Stored data entries:
========
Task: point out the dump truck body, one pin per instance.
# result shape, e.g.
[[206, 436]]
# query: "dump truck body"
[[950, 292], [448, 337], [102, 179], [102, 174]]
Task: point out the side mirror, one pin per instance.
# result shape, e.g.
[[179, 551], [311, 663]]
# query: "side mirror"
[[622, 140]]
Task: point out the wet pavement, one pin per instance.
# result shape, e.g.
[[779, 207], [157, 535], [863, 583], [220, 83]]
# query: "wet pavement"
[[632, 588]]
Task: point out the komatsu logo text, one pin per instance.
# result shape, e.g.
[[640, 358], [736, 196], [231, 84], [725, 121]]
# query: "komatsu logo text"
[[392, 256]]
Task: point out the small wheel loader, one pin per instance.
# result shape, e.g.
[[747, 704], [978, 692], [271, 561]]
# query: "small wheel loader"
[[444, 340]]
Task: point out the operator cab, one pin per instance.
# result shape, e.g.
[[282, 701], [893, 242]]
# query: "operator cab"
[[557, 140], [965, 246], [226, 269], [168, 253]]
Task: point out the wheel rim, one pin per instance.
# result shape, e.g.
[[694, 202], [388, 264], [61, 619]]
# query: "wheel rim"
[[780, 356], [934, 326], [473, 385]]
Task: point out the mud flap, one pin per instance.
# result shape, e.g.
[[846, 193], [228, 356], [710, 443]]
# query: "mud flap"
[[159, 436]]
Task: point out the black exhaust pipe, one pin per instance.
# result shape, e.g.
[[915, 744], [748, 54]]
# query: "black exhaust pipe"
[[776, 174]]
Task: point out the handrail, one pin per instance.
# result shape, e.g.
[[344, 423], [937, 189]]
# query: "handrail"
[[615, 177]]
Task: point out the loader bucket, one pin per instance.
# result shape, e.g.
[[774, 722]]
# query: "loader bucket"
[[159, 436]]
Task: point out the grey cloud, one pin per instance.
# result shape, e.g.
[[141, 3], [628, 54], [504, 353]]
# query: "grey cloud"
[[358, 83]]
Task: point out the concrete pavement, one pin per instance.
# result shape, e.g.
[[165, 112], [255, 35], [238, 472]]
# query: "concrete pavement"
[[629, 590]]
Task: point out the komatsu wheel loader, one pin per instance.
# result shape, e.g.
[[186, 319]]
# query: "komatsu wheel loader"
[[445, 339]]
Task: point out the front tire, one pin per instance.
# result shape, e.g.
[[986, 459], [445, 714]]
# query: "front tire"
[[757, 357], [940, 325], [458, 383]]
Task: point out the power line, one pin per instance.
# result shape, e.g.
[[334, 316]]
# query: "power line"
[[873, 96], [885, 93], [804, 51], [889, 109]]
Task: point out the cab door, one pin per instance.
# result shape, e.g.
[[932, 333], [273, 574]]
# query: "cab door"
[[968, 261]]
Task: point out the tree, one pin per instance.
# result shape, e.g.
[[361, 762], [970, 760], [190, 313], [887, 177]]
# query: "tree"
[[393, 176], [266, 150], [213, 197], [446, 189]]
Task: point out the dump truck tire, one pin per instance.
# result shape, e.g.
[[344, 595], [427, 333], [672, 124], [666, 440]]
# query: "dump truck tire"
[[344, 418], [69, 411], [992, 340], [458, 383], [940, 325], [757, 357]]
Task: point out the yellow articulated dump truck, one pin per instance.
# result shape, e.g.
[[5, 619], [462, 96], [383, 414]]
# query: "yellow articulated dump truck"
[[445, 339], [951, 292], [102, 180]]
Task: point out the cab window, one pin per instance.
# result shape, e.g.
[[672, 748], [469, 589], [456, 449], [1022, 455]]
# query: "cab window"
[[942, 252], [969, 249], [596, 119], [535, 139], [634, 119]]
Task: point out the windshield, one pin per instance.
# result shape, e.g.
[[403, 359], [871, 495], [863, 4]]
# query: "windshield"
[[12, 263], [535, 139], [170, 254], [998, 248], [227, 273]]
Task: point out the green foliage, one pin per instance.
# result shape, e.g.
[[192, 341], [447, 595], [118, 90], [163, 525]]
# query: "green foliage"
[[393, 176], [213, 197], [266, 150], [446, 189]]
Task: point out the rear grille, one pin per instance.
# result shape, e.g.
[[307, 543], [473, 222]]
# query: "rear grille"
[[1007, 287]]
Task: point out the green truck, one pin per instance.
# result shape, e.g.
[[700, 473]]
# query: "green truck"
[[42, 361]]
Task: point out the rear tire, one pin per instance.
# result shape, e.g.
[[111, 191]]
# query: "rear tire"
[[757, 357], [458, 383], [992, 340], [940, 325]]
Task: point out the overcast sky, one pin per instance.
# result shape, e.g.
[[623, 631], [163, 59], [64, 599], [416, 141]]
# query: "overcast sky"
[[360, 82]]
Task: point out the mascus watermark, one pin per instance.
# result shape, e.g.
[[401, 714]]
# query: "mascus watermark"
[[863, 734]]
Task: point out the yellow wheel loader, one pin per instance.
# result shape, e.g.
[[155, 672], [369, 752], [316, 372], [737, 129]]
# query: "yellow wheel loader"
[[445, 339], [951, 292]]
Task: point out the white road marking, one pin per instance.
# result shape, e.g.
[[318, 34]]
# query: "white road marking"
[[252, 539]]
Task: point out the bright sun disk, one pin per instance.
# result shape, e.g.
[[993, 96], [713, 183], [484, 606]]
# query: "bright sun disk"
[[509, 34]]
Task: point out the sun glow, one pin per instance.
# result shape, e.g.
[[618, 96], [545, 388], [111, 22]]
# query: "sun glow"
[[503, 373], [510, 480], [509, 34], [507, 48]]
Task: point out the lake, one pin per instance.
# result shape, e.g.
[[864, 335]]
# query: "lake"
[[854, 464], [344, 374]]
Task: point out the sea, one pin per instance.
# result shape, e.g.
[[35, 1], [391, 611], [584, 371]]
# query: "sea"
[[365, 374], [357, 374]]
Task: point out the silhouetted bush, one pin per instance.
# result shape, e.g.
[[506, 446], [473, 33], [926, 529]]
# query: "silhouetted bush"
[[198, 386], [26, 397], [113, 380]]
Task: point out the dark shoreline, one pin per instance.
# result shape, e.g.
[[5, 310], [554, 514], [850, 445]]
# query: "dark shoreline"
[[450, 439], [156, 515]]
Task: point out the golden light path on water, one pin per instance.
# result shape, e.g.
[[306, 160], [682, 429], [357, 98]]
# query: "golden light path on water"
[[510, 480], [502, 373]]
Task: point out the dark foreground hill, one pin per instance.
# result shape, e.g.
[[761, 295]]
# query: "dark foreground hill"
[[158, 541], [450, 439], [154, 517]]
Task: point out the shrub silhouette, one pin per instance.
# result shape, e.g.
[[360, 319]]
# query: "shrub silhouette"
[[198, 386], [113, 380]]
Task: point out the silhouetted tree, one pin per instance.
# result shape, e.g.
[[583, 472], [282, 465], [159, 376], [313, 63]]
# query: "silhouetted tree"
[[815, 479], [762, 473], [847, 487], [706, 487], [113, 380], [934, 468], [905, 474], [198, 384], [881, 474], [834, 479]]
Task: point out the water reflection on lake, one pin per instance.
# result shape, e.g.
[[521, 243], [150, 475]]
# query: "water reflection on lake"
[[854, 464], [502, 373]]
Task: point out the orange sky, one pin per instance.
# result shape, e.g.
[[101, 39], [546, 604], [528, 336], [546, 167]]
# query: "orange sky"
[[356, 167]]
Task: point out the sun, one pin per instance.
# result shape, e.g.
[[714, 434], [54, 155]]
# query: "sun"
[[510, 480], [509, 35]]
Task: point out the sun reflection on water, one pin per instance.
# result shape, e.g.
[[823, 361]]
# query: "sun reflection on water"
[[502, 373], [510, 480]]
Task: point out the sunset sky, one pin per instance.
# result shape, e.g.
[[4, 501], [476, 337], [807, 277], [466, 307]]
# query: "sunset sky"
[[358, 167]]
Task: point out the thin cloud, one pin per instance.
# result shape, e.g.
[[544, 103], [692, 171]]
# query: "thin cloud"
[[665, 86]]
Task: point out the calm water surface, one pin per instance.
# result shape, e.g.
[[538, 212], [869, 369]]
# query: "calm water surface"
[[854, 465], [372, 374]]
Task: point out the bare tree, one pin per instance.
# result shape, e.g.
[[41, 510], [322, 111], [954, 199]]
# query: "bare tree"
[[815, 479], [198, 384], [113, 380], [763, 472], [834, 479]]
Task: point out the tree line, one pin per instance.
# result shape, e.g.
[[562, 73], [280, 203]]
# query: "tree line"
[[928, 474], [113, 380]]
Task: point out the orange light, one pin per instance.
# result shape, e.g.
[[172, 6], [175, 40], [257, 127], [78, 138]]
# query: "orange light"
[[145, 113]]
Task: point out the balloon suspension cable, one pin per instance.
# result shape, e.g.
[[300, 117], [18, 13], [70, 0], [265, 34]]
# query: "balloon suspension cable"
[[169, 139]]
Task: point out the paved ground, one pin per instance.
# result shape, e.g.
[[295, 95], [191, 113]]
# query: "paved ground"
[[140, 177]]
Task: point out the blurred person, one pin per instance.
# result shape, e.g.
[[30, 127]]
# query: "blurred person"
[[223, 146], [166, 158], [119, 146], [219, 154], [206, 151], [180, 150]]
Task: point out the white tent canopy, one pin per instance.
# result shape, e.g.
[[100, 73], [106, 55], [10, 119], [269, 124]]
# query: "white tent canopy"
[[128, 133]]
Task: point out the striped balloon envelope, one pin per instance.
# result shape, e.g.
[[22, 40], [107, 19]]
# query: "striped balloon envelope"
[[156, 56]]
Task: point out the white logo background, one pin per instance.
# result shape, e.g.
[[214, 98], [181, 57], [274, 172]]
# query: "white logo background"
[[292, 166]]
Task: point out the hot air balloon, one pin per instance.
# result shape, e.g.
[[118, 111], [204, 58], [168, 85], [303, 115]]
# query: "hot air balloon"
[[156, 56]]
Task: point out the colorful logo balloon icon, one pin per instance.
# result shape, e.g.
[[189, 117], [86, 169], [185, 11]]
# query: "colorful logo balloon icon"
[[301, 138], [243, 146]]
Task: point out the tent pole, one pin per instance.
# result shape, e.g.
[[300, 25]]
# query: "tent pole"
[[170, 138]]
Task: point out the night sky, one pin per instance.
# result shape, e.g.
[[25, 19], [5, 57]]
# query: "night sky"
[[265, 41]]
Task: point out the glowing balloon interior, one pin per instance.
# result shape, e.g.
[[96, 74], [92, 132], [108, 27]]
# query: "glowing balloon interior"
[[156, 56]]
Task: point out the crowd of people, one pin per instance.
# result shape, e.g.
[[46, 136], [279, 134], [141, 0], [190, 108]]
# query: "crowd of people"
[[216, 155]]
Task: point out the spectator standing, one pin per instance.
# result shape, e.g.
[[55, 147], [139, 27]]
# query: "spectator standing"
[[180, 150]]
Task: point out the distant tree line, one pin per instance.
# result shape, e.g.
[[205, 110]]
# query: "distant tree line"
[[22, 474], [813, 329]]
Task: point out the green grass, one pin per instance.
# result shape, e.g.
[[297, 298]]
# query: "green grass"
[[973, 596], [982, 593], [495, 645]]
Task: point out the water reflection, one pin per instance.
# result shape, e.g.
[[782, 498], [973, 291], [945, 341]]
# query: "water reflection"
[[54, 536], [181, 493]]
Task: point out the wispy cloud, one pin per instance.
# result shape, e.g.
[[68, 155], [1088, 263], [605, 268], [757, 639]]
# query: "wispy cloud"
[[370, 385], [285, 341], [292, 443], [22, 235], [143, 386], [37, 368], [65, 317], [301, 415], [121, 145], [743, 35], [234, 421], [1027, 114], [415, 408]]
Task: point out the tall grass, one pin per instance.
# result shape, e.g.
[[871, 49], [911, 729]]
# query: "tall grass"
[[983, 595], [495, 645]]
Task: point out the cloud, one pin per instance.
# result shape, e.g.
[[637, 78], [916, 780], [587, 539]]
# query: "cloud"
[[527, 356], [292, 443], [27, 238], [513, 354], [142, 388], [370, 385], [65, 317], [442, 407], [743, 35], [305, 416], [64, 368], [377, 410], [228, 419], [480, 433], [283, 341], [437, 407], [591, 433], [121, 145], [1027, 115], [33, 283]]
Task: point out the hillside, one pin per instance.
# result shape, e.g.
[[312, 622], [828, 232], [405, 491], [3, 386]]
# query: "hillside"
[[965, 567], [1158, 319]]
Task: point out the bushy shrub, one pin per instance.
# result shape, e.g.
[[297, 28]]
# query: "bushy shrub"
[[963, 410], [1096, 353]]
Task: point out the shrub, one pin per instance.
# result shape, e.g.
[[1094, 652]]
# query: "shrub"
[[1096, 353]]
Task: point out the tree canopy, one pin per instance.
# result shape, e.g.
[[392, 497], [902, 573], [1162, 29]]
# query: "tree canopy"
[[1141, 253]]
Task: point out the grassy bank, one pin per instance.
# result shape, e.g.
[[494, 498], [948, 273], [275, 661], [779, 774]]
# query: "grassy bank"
========
#### What you should do
I need the number of lines in the entries that include "grassy"; please give that number and nothing else.

#### Response to the task
2